Resuma em duas frases o texto abaixo sobre a pergunta “Por que me tornei professor?”.

### TEXTO PARA LEITURA
<<<<
“Um fantasma ronda a Europa” …

Um fantasma ronda a Europa, o Brasil e, especialmente, as primeiras aulas de todos as disciplinas dos cursos de Magistério, dos cursos de Pedagogia, dos cursos de especializações… Também do início dos cursos de aperfeiçoamentos pedagógicos às primeiras semanas do início na profissão e volta-e-meia quando nos deparamos com novos colegas ou, ainda, nas dinâmicas e nutrições de recepções de equipes ronda o fantasma daquela velha e eterna novidade, que é a pergunta: “Por que me tornei professor?”
Essa é, a mim, a pergunta de milhões cujas respostas talvez alguns considerem de centavos, porque não há um baú a ser descoberto, escarafunchado nos primórdios da infância em que se identifica uma centelha, uma fagulha que indique, agora, que os caminhos que trilhei, as escolhas que fiz e que me levaram a novos caminhos a trilhar foram frutos naturais, consequências inevitáveis de um dom ou de uma predestinação cujas raízes despontavam já no alvorecer ou antes, no estágio embrionário, intrauterino, nascente de sonhos ou projeções maternas ou paternas – a bem da verdade, se disso dependesse, professor não teria sido…
Desnecessário, ainda, buscar respostas no percurso escolar daquele garoto que, por tempos, nem sequer sonhava em mudar o mundo, nem o seu próprio mundo; apenas seguia se equilibrando nas cordas bambas da vida de uma típica família proletária, migrante de estado, migrante de cidade, migrante de bairro, de casa… que mal se perguntava de onde vinha, para onde ia e, tal como um personagem da famosa canção de Belchior, sem dinheiro no bolso e vindo do interior.
>>>>
### DADOS FORNECIDOS
<<<<
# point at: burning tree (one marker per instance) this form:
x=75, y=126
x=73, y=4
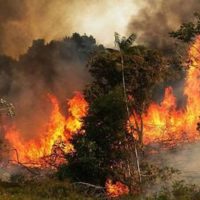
>>>>
### RESPOSTA ESCRITA
A pergunta “Por que me tornei professor?” ronda como um fantasma as primeiras aulas dos cursos de Magistério, Pedagogia e especialização, as primeiras semanas na profissão e os encontros com novos colegas. Quem escreve afirma que a resposta não está em um dom ou predestinação surgidos na infância, nem no percurso escolar de um garoto de família proletária e migrante que mal se perguntava de onde vinha e para onde ia.